6 Logistic regression

6.1 Logistic regression analyis

Logistic regression is a model with a binary dependent variable (e.g., 0 = not elected versus 1 = elected). In this case, we are interested in knowing the probability of a phenomenon (e.g., get elected, lose a job, becoming sick, etc) to occur:

\[Y(P=1)=a+bX+e\]

also referred as Linear Probability Model (LPM). However, the interpretation is complicated be that fact that applying LPM may return values outside the [0,1] interval (probabilities are necessary between 0 and 1!).

Example: An increase in political experience (e.g., number of years a candidate has joined his party) by 1 year increases/decreases the probability of being elected as a national representative by \(b*100\) percentage points.

Simple regression: professional consultant example

Let’s predict the probability that a candidate employs professional consultants explained by the available campaigning budget in a linear regression framework.

We can first look at the distribution of political candidates employing a consultant:

Show the code

library(foreign)
db <- read.spss(file=paste0(getwd(),
                "/data/1186_Selects2019_CandidateSurvey_Data_v1.1.0.sav"), 
                use.value.labels = F, 
                to.data.frame = T)
sel <- db |>
  dplyr::select(B11,B12,B6) |>
  stats::na.omit() |>
  dplyr::rename("consultant"="B11",
                "budget"="B12",
                "personalization"="B6") |>
  plyr::mutate(budget=as.numeric(as.character(as.character(budget)))) 
sel$consultant <- ifelse(sel$consultant==1,1,0)
# keep candidates with a budget<100'000
sel <- sel[sel$budget<100000,]
sel$budget1000 <- sel$budget/1000
# distribution
nb <- table(sel$consultant)
prop <- round(table(sel$consultant)/nrow(sel), 2)
prop <- cbind(nb,prop)
rownames(prop) <- c("without_consultant","with_consultant")

# show table
as.data.frame(prop)
##                      nb prop
## without_consultant 1712 0.92
## with_consultant     143 0.08

We see that ~8% of candidates employ a professional consultant, the probability to employ a consultant being calculated as follows: 143/(143+1712)=8%.

We can plot the relationship between hiring a consultant and the budget:

plot(sel$budget1000,sel$consultant)
abline(lm(consultant ~ budget1000, data=sel))

We see that the linear line is not ideal and does not fit the data. A dichotomous dependent variable does not display a normal distribution. It cannot have a linear relationship with an explanatory variable. Therefore, linear regression could make predictions smaller than 0 and bigger than 1, which is not possible!
————
SHORT PROBLEM A | Pick out each line of the listing below that contains the word "door", matching case exactly, and copy those lines.
————
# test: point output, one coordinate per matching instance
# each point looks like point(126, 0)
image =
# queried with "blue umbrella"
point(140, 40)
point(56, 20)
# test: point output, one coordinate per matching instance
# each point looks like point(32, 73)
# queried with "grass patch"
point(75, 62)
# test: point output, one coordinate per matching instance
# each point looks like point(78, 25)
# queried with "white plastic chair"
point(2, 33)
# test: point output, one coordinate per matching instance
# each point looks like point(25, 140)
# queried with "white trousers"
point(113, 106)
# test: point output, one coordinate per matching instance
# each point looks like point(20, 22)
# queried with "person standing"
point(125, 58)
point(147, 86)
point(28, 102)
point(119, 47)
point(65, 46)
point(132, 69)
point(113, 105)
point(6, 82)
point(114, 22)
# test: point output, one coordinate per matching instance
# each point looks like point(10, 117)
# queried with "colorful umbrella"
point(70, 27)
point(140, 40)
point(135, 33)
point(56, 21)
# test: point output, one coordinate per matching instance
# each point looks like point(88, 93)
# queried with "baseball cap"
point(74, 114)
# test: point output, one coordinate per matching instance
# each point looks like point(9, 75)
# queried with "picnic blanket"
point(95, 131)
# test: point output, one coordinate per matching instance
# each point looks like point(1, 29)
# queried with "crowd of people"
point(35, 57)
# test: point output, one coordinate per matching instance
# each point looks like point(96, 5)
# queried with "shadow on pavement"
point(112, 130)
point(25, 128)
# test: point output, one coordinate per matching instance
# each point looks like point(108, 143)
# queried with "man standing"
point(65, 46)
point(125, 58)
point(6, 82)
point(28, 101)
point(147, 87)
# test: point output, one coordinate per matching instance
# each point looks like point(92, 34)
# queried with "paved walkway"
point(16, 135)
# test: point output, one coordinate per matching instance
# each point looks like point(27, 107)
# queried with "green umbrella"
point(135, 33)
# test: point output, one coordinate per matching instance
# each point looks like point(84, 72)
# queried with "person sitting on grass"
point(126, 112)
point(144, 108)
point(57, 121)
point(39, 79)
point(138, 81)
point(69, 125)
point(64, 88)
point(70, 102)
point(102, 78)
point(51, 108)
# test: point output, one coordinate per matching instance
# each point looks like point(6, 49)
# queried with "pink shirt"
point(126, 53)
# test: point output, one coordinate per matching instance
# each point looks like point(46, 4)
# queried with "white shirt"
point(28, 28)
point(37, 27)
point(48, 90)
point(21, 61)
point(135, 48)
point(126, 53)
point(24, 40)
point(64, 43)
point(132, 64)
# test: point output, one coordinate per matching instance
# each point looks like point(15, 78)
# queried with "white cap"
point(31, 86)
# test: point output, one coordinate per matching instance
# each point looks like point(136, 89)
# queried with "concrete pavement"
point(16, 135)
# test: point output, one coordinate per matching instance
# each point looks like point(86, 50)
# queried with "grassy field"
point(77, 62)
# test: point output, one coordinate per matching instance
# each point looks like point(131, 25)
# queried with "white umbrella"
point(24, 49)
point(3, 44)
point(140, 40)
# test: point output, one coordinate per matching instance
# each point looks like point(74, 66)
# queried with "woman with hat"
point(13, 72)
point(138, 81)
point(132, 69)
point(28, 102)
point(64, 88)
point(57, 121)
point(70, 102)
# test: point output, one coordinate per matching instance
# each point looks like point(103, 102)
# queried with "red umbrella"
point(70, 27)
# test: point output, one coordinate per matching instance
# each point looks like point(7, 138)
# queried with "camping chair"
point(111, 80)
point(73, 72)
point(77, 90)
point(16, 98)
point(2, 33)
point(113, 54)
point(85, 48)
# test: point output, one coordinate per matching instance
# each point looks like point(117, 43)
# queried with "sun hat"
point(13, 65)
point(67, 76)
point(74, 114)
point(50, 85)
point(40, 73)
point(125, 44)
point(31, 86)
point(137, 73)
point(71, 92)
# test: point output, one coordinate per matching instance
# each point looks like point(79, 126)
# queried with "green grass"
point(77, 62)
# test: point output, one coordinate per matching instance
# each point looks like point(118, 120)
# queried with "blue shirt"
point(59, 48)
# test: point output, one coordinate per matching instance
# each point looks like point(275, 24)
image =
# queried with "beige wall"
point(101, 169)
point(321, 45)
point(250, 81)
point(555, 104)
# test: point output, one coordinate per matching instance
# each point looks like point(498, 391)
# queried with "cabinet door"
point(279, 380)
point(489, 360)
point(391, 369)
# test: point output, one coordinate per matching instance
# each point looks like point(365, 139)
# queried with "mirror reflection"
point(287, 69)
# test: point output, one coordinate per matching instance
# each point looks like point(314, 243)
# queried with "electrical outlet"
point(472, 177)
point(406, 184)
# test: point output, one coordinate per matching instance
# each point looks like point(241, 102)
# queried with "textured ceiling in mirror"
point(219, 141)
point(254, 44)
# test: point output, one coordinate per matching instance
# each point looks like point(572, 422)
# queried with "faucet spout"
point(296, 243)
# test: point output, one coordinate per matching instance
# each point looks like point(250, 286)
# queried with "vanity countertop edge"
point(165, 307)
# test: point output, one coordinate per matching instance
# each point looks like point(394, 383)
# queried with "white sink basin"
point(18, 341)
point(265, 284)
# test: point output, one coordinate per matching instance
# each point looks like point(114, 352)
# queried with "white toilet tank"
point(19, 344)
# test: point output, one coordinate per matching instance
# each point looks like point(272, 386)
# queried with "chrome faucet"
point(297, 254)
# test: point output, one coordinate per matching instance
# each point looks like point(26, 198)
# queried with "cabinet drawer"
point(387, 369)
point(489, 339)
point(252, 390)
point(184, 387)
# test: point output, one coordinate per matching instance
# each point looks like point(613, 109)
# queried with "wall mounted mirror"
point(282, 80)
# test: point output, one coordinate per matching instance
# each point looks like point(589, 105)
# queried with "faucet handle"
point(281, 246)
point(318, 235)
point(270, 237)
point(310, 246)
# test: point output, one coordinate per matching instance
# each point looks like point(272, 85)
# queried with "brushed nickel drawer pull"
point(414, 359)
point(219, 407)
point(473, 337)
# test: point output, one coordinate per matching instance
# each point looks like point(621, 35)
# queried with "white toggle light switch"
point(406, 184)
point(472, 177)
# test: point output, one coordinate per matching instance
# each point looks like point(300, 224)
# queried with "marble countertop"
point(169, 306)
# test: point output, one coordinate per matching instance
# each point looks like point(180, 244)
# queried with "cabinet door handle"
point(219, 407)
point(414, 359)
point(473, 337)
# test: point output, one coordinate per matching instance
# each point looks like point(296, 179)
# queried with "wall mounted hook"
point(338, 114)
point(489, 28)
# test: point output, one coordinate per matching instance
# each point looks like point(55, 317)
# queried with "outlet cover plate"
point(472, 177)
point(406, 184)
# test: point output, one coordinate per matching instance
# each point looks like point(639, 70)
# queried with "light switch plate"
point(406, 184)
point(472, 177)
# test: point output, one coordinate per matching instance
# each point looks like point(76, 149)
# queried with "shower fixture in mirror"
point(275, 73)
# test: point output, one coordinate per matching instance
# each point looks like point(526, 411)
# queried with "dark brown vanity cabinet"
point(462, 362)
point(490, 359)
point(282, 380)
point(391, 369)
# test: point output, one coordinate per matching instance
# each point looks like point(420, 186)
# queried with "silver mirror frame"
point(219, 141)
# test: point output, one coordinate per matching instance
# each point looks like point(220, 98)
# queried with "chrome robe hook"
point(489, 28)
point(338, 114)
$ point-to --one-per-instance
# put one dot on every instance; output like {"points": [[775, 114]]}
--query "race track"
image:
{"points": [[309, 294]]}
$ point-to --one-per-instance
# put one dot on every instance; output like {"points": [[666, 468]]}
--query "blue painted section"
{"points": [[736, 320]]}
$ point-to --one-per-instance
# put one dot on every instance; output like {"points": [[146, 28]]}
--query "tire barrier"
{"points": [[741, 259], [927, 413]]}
————
SHORT PROBLEM B | Carry on the logistic regression section above from its final sentence.

EXERCISE OUTPUT A |
# queried with "cabinet door"
# queried with "cabinet door handle"

EXERCISE OUTPUT B |
Example: We may observe that by 2109, the word “sustainable” will be used only in English-language publications if the model’s tendency is accurate. Therefore, even though a trend is evident in this case, the linear model does a less than ideal job of capturing it. Linear regression, which forecasts results on a scale from negative infinity to infinity, is no longer logical given that these categories are nominal. Rather, we require a tool that allows us to make categorical predictions.

6.2 The problem with LPM

LPM poses several issues:

non-linearity
non-normal distribution of the errors (only two possible outcomes)
heteroscedasticity
difficulty in interpreting the results

Therefore, we need a non-linear model predicting probability of an event which remains in [0,1] bounds. The question is how to constrain all possible outcomes between 0 and 1.

Non-linear probability models are essential in social sciences which often deal with categorical dependent variables (e.g., binary, ordinal, nominal). There exists several models depending of the measurement level of the dependent variable. Logistic regression allows to predict models for categorical dependent variables in the simplest binary form and is part of the Generalized Linear Model (GLM) framework:

Binomial: binary variable
Multinomial: categorical variable
Gaussian: interval variable
Poisson: count data (discrete)
Gamma: >0 (non-discrete)

6.3 Differences between linear and logistic regressions

6.4 Odds ratio (OR)

OR is the relative chance of an event happening under two different conditions. In other words, it is the ratio of the odds of an event occurring in one group to the odds of it occurring in another group (relative odds).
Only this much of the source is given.